* [TASK DIRECTIONS]
Gather every line of the rows below that contains the word "dark", and copy each one in full.

* [PROVIDED MATERIAL]
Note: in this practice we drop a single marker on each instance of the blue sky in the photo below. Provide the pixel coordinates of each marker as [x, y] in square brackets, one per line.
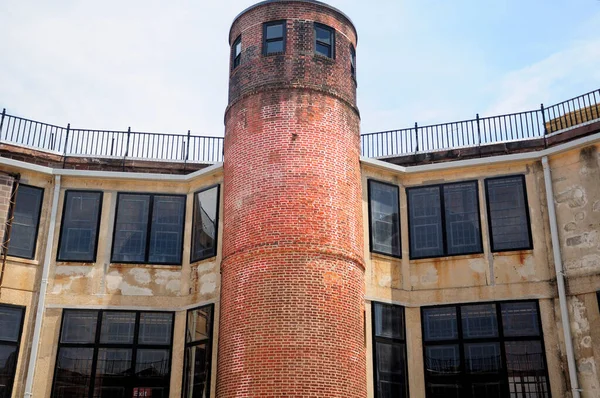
[163, 66]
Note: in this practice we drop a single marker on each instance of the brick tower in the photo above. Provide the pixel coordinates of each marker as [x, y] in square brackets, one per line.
[292, 318]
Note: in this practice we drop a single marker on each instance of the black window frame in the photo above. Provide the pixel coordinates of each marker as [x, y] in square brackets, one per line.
[194, 213]
[62, 226]
[371, 181]
[149, 229]
[283, 37]
[236, 59]
[11, 212]
[331, 38]
[443, 220]
[97, 345]
[16, 344]
[526, 209]
[463, 375]
[388, 340]
[209, 344]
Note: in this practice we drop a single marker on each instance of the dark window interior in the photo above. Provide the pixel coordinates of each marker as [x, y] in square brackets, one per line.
[389, 342]
[385, 218]
[206, 222]
[79, 228]
[324, 40]
[149, 229]
[113, 354]
[444, 220]
[198, 353]
[508, 214]
[25, 224]
[484, 350]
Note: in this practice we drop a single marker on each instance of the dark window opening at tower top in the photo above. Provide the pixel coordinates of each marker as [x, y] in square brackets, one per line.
[274, 37]
[324, 40]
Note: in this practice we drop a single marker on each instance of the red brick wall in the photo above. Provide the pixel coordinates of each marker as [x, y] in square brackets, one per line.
[292, 321]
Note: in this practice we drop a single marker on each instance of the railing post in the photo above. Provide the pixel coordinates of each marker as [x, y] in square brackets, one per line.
[2, 122]
[478, 131]
[416, 138]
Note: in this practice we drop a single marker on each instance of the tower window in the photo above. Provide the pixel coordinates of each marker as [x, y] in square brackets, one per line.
[236, 51]
[324, 40]
[274, 37]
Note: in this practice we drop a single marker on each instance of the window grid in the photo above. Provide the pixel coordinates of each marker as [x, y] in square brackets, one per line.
[91, 366]
[464, 366]
[444, 220]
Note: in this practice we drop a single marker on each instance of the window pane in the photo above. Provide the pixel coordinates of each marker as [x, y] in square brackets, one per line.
[167, 229]
[526, 369]
[462, 218]
[274, 31]
[79, 326]
[389, 320]
[508, 213]
[391, 370]
[79, 226]
[117, 327]
[442, 359]
[479, 321]
[10, 323]
[440, 324]
[23, 232]
[205, 228]
[520, 319]
[425, 222]
[483, 358]
[131, 228]
[73, 372]
[197, 371]
[199, 324]
[155, 328]
[385, 218]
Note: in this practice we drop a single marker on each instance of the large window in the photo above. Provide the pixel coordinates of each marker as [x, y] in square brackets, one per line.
[113, 354]
[384, 218]
[206, 222]
[274, 37]
[490, 350]
[324, 40]
[79, 229]
[11, 326]
[26, 221]
[198, 353]
[444, 220]
[507, 213]
[389, 346]
[148, 229]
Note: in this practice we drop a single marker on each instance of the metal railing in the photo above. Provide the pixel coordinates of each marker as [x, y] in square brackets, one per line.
[484, 130]
[534, 124]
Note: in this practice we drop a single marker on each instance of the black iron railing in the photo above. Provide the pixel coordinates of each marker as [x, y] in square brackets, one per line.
[534, 124]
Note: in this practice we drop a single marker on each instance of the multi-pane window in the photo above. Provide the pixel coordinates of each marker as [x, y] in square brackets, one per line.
[490, 350]
[389, 345]
[274, 37]
[79, 229]
[508, 214]
[324, 40]
[444, 220]
[26, 221]
[113, 354]
[11, 326]
[236, 52]
[384, 218]
[206, 221]
[198, 353]
[148, 229]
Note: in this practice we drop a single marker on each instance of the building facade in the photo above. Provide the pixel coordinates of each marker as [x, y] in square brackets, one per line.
[457, 265]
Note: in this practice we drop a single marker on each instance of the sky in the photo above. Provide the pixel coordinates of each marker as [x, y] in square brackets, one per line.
[162, 66]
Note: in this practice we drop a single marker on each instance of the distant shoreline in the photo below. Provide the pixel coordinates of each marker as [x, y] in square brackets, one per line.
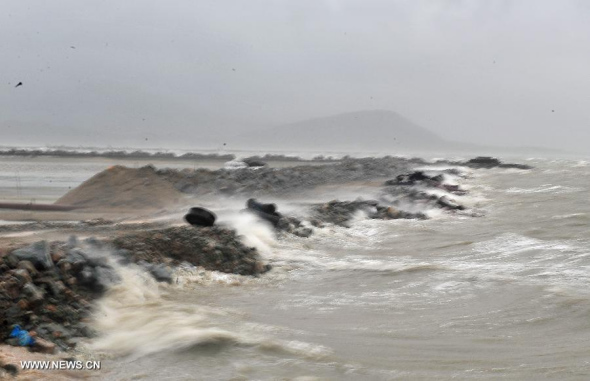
[139, 154]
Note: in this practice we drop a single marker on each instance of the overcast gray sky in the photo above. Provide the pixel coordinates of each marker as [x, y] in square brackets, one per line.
[181, 72]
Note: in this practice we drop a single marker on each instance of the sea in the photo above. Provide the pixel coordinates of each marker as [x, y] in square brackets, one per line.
[501, 292]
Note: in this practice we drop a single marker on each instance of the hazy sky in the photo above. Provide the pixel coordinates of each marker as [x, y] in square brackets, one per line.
[179, 72]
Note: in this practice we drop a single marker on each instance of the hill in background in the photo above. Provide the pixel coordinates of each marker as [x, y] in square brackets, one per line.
[362, 130]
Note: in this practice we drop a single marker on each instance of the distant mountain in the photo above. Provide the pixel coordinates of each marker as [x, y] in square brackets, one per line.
[361, 130]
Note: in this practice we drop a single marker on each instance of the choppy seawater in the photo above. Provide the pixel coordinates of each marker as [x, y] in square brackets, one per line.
[502, 296]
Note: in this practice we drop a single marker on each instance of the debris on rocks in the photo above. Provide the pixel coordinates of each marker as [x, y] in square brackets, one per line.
[268, 212]
[341, 212]
[214, 248]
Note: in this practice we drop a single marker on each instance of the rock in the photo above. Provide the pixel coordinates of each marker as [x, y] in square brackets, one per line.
[161, 273]
[33, 294]
[94, 242]
[97, 279]
[28, 265]
[214, 248]
[72, 241]
[200, 217]
[393, 212]
[38, 254]
[267, 212]
[303, 232]
[254, 163]
[43, 346]
[449, 204]
[11, 261]
[22, 275]
[484, 162]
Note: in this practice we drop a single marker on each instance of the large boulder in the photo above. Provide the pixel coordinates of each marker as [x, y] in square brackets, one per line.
[198, 216]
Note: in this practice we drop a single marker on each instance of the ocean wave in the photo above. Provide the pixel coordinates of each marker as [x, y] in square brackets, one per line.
[139, 317]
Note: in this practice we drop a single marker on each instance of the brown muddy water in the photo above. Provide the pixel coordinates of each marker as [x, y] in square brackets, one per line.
[500, 296]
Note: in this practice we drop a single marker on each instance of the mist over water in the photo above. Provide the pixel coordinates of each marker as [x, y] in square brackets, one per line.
[503, 295]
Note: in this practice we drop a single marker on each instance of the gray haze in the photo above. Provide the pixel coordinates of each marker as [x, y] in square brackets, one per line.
[193, 73]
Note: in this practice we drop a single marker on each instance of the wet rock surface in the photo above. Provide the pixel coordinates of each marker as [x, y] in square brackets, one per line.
[214, 248]
[266, 181]
[342, 212]
[46, 288]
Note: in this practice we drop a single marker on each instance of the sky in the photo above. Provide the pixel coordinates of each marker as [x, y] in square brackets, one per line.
[185, 73]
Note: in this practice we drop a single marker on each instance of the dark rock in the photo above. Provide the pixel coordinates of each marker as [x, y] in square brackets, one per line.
[266, 212]
[72, 241]
[250, 162]
[33, 294]
[214, 248]
[11, 260]
[200, 217]
[303, 232]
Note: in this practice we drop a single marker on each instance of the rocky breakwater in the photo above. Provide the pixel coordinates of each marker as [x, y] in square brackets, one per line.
[47, 289]
[266, 180]
[420, 189]
[214, 248]
[342, 212]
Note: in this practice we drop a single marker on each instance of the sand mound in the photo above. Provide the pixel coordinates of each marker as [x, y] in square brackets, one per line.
[122, 187]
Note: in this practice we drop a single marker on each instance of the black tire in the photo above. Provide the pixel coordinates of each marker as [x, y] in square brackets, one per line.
[200, 217]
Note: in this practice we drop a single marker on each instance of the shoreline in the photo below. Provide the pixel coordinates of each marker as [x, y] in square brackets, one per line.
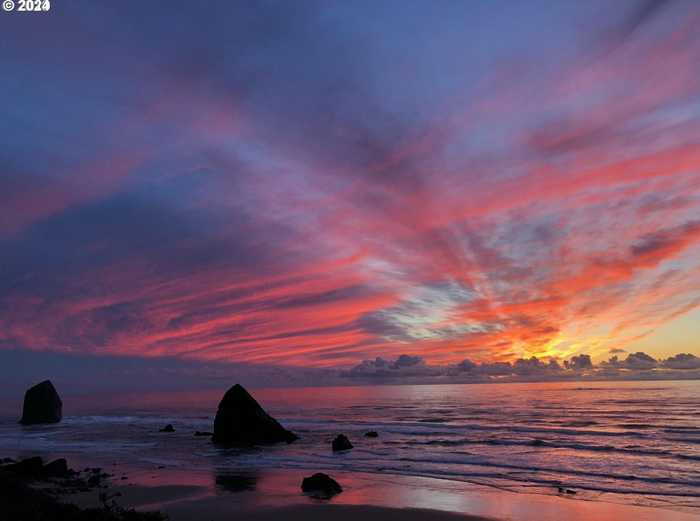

* [EXERCISE OUTPUT]
Note: in this practice we drop a single marker on each instance of the dark window interior in the photo above. Provide the pixel coordinates of each marker as [x, y] in square brackets, one per line.
Note: in this practice we drop a single marker on each instance of the dark window opening at tower top in the photo above. Provide the pixel coordinates of each marker as [x, y] in square brackets, one per line.
Note: in this practice we drop a single marker on each instance of the dark rock in the photo above. Provide the pixel coordinates of each marker as [x, y] in square brackets, one per line.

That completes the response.